Reproduisez intégralement, sans la moindre modification, l'extrait critique sur Midnight Special donné ci-dessous.

Extrait étudié ▸
+++++
Il est à cet égard légitime que le film porte le titre d’un song de Leadbelly, musicien noir qui a passé le plus clair de son temps dans un pénitencier près duquel passait ce train de minuit dont la lumière le faisait rêver de liberté. La liberté, dans un sens assez vague, est bien l’enjeu de la fuite dans la nuit de Roy, le père, aidé du policier passé dans le camp opposé Lucas, plus tard rejoints par la mère, Sarah et par Paul, un analyste de la NSA (le seul personnage spielbregien de l’affaire, mais dans un emploi très différent) pour amener le garçon de 8 ans, Alton, à sa mystérieuse destination malgré la mobilisation de la puissance et de la violence des autorités de tout poil.

De tous ces protagonistes, chacun typé d’une manière originale et assez ambivalente, à commencer par Michael Shannon déjà remarquable dans Take Shelter, la mère remarquablement sous-jouée par Kirsten Dunst est certainement la figure la plus singulière, dans un contexte où la pulsion animale de l’amour maternel est une loi quasi-absolue du scénario du cinéma mainstream contemporain, et son surjeu la règle de la part de toutes les actrices recrutées pour cet emploi.

Le seul protagoniste sans grand intérêt, être fonctionnel plutôt que fictionnel, est Alton, qui est moins un enfant qu’une idée. Si le film cherche à susciter l’identification, c’est avec les adultes qui l’entourent. Comme si Midnight Special n’avait pas à savoir, et encore moins à rendre partageable, ce dont cet enjeu de liberté, et de manière douloureuse, est porteur.
+++++
Données sources ▸
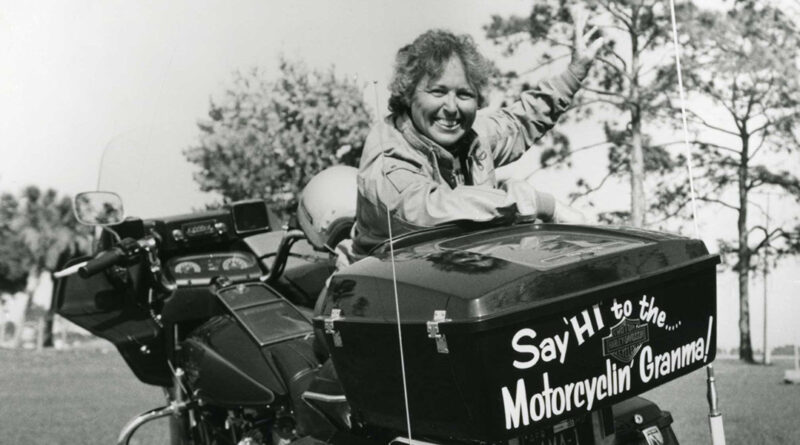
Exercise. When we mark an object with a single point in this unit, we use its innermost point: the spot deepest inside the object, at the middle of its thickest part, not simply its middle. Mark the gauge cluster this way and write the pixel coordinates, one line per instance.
(199, 269)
+++++
Corrigé complet ▸
Il est à cet égard légitime que le film porte le titre d’un song de Leadbelly, musicien noir qui a passé le plus clair de son temps dans un pénitencier près duquel passait ce train de minuit dont la lumière le faisait rêver de liberté. La liberté, dans un sens assez vague, est bien l’enjeu de la fuite dans la nuit de Roy, le père, aidé du policier passé dans le camp opposé Lucas, plus tard rejoints par la mère, Sarah et par Paul, un analyste de la NSA (le seul personnage spielbregien de l’affaire, mais dans un emploi très différent) pour amener le garçon de 8 ans, Alton, à sa mystérieuse destination malgré la mobilisation de la puissance et de la violence des autorités de tout poil.

De tous ces protagonistes, chacun typé d’une manière originale et assez ambivalente, à commencer par Michael Shannon déjà remarquable dans Take Shelter, la mère remarquablement sous-jouée par Kirsten Dunst est certainement la figure la plus singulière, dans un contexte où la pulsion animale de l’amour maternel est une loi quasi-absolue du scénario du cinéma mainstream contemporain, et son surjeu la règle de la part de toutes les actrices recrutées pour cet emploi.

Le seul protagoniste sans grand intérêt, être fonctionnel plutôt que fictionnel, est Alton, qui est moins un enfant qu’une idée. Si le film cherche à susciter l’identification, c’est avec les adultes qui l’entourent. Comme si Midnight Special n’avait pas à savoir, et encore moins à rendre partageable, ce dont cet enjeu de liberté, et de manière douloureuse, est porteur.